Betsy Savino, Classification Speech
Healthcare High Needs Children
Speaker: Betsy Savino Classification Speech Betsy is a family nurse practitioner. Nursing runs in the family -- mother, grandmother, sisters, brother and in-laws. AA in nursing from Columbus Community College in Ohio after trying to figure out what she wanted to do. Worked in a pediatric unit in Columbus, then in a special care nursery, neonatal ICU at Ohio State. Then worked in neonatal ICU at U Michigan. A physician who did his residency there planned to set up a practice in Spokane, Washington -- recruited to set up nursery there. Then promoted to director of maternal and child health overseeing a number of departments.
Then Betsy got bored. Went back to school in Healthcare Administration -- 3/4 of the way through realized she did not want to do it. Gonzaga started offering a Nurse Practitioner program. She was able to meet pre-reqs creatively and went to 7.5 years to get BA and Masters. During this time, she was going to school, doing clinicals, studying, raising two kids and working. She demoted herself to Home Health Care to reduce the demands.

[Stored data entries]

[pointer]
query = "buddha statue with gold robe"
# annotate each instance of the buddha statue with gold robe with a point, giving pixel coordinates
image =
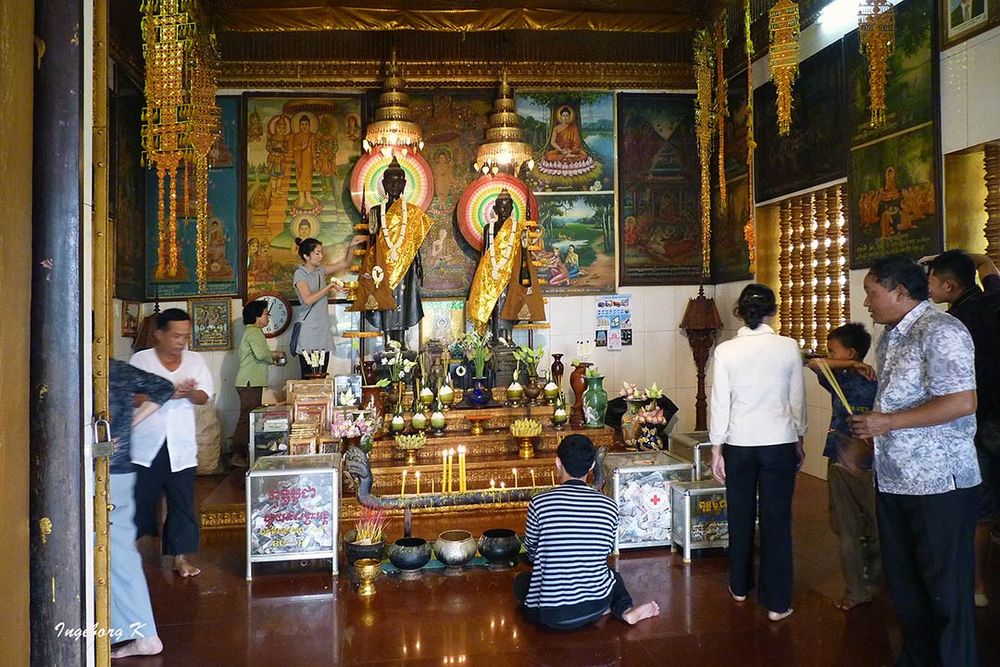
(505, 266)
(391, 275)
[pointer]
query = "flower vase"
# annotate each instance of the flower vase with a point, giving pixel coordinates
(480, 395)
(631, 423)
(649, 438)
(557, 369)
(595, 402)
(578, 384)
(347, 443)
(532, 390)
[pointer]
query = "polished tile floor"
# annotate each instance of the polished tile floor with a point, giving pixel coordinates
(295, 615)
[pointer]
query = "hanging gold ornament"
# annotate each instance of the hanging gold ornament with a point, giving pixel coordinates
(722, 107)
(877, 29)
(168, 30)
(783, 21)
(749, 230)
(704, 69)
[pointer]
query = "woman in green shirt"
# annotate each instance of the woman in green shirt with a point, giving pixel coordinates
(255, 357)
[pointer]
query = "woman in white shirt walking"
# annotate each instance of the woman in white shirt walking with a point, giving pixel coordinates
(758, 418)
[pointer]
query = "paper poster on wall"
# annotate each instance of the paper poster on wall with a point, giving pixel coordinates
(614, 321)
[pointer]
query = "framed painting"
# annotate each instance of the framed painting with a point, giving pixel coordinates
(895, 205)
(571, 134)
(223, 250)
(131, 314)
(454, 124)
(127, 188)
(299, 151)
(962, 19)
(578, 250)
(730, 258)
(210, 325)
(658, 185)
(911, 76)
(815, 149)
(444, 321)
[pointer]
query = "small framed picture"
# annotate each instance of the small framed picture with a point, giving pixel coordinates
(443, 321)
(347, 391)
(210, 325)
(131, 311)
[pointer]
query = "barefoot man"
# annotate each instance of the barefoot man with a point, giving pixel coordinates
(165, 447)
(569, 534)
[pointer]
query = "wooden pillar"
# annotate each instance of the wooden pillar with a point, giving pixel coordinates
(991, 162)
(16, 64)
(56, 493)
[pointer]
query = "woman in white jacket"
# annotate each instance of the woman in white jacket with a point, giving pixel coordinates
(758, 418)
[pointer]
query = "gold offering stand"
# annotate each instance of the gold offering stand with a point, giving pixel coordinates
(492, 464)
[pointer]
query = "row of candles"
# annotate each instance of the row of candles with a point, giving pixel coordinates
(447, 469)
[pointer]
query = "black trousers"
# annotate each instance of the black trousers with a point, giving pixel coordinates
(767, 473)
(180, 530)
(250, 399)
(929, 563)
(571, 617)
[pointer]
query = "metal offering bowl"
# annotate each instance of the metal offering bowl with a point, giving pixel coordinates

Prompt: Reproduce the notes on Betsy Savino's classification speech word for word, from the title line through the last sentence.

Written solution:
Betsy Savino, Classification Speech
Healthcare High Needs Children
Speaker: Betsy Savino Classification Speech Betsy is a family nurse practitioner. Nursing runs in the family -- mother, grandmother, sisters, brother and in-laws. AA in nursing from Columbus Community College in Ohio after trying to figure out what she wanted to do. Worked in a pediatric unit in Columbus, then in a special care nursery, neonatal ICU at Ohio State. Then worked in neonatal ICU at U Michigan. A physician who did his residency there planned to set up a practice in Spokane, Washington -- recruited to set up nursery there. Then promoted to director of maternal and child health overseeing a number of departments.
Then Betsy got bored. Went back to school in Healthcare Administration -- 3/4 of the way through realized she did not want to do it. Gonzaga started offering a Nurse Practitioner program. She was able to meet pre-reqs creatively and went to 7.5 years to get BA and Masters. During this time, she was going to school, doing clinicals, studying, raising two kids and working. She demoted herself to Home Health Care to reduce the demands.